## Begin
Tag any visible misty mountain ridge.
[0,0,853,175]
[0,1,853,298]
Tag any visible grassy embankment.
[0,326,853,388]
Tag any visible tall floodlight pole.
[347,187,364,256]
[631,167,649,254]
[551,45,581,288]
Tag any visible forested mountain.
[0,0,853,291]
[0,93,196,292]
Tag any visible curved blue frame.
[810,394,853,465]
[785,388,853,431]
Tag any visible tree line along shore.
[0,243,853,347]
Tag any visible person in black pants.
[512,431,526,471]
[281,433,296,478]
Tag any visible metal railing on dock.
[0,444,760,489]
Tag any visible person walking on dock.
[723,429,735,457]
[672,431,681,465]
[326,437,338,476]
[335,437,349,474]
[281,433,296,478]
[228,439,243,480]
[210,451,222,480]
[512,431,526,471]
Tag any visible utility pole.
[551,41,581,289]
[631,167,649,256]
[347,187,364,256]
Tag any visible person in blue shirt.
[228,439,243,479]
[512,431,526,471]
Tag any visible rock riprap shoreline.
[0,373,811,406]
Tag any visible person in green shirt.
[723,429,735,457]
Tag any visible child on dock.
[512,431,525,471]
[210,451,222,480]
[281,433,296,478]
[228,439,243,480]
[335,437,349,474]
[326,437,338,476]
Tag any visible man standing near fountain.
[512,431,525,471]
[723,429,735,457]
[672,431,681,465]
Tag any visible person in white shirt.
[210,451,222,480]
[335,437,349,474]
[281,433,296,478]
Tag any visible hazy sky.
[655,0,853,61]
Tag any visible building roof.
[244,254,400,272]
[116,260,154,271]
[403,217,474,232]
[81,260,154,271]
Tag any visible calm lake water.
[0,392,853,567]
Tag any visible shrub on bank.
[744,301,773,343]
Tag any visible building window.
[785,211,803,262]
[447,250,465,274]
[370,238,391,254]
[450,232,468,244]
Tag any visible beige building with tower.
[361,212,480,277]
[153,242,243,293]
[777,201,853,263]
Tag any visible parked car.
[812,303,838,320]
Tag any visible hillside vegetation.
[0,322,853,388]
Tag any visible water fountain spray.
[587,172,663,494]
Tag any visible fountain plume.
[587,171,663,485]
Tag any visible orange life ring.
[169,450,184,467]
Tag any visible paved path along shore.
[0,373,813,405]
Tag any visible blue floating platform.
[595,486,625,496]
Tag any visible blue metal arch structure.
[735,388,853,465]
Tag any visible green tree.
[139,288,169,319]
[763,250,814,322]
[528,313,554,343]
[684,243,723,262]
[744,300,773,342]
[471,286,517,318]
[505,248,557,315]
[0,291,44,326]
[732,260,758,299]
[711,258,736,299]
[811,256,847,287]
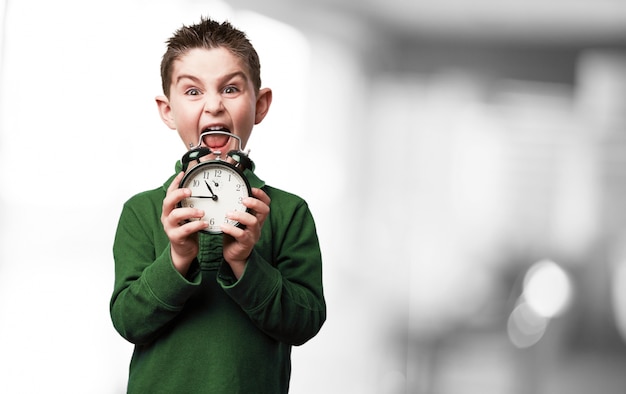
## End
# Exercise description:
Turn the lines above into a numbered list, skipping blank lines and leaving out any pictures.

# Output below:
1. Tag any visible misty mountain ridge.
2. [0,0,853,175]
3. [0,1,853,298]
4. Tag any visible grassy embankment.
5. [0,326,853,388]
6. Tag any visible tall floodlight pole.
7. [347,187,364,256]
8. [631,167,649,254]
9. [551,45,581,288]
10. Tag any visible forested mountain.
11. [0,0,853,291]
12. [0,93,196,292]
13. Tag any visible curved blue frame.
14. [810,394,853,465]
15. [785,388,853,431]
16. Tag any visible tree line along shore.
17. [0,243,853,347]
18. Tag any visible person in black pants.
19. [512,431,526,471]
20. [281,433,296,478]
21. Tag any visible metal railing on dock.
22. [0,444,760,489]
23. Tag any visible person walking on dock.
24. [723,429,735,457]
25. [672,431,681,465]
26. [326,437,338,476]
27. [335,437,349,474]
28. [281,433,296,478]
29. [228,439,243,480]
30. [210,451,222,480]
31. [512,431,526,471]
32. Tag any visible utility pole.
33. [551,41,581,289]
34. [631,167,649,256]
35. [347,187,364,256]
36. Tag any visible person in blue shirt.
37. [228,439,243,479]
38. [512,431,526,471]
39. Tag any visible rock riprap shoreline.
40. [0,373,811,406]
41. Tag any visible person in green shirt.
42. [723,429,735,457]
43. Tag any visible child on dock.
44. [512,431,525,471]
45. [210,451,222,480]
46. [281,433,296,478]
47. [228,439,243,480]
48. [335,437,349,474]
49. [326,437,338,476]
50. Tag any visible man standing near fountain.
51. [512,431,525,471]
52. [723,429,735,457]
53. [672,431,681,465]
54. Tag any visible person in white shirt.
55. [210,451,222,480]
56. [335,437,349,474]
57. [281,433,296,478]
58. Tag any visible hazy sky.
59. [655,0,853,61]
60. Tag any visible building roof.
61. [244,254,400,272]
62. [116,260,154,271]
63. [403,217,474,232]
64. [81,260,154,271]
65. Tag any visible calm lake water.
66. [0,392,853,567]
67. Tag any visible shrub on bank.
68. [744,301,773,343]
69. Tag any visible building window.
70. [785,211,803,262]
71. [447,250,465,274]
72. [370,238,391,254]
73. [450,232,468,244]
74. Tag any visible beige building with tower.
75. [361,212,480,277]
76. [153,242,243,293]
77. [777,201,853,263]
78. Tag any visible parked car.
79. [812,303,838,320]
80. Tag any visible hillside vegetation.
81. [0,322,853,388]
82. Tag any visible water fountain spray.
83. [587,172,663,494]
84. Tag any visible fountain plume.
85. [587,171,663,485]
86. Tag any visible orange life ring.
87. [169,450,184,467]
88. Tag any visible paved path along shore.
89. [0,373,813,405]
90. Tag any visible blue floating platform.
91. [595,486,625,496]
92. Tag any visible blue metal arch structure.
93. [735,388,853,465]
94. Tag any visible green tree.
95. [139,288,169,319]
96. [763,250,814,322]
97. [528,313,554,343]
98. [684,243,723,262]
99. [744,300,773,342]
100. [471,286,517,318]
101. [505,248,557,315]
102. [0,291,44,326]
103. [732,260,758,299]
104. [711,258,736,299]
105. [811,256,847,287]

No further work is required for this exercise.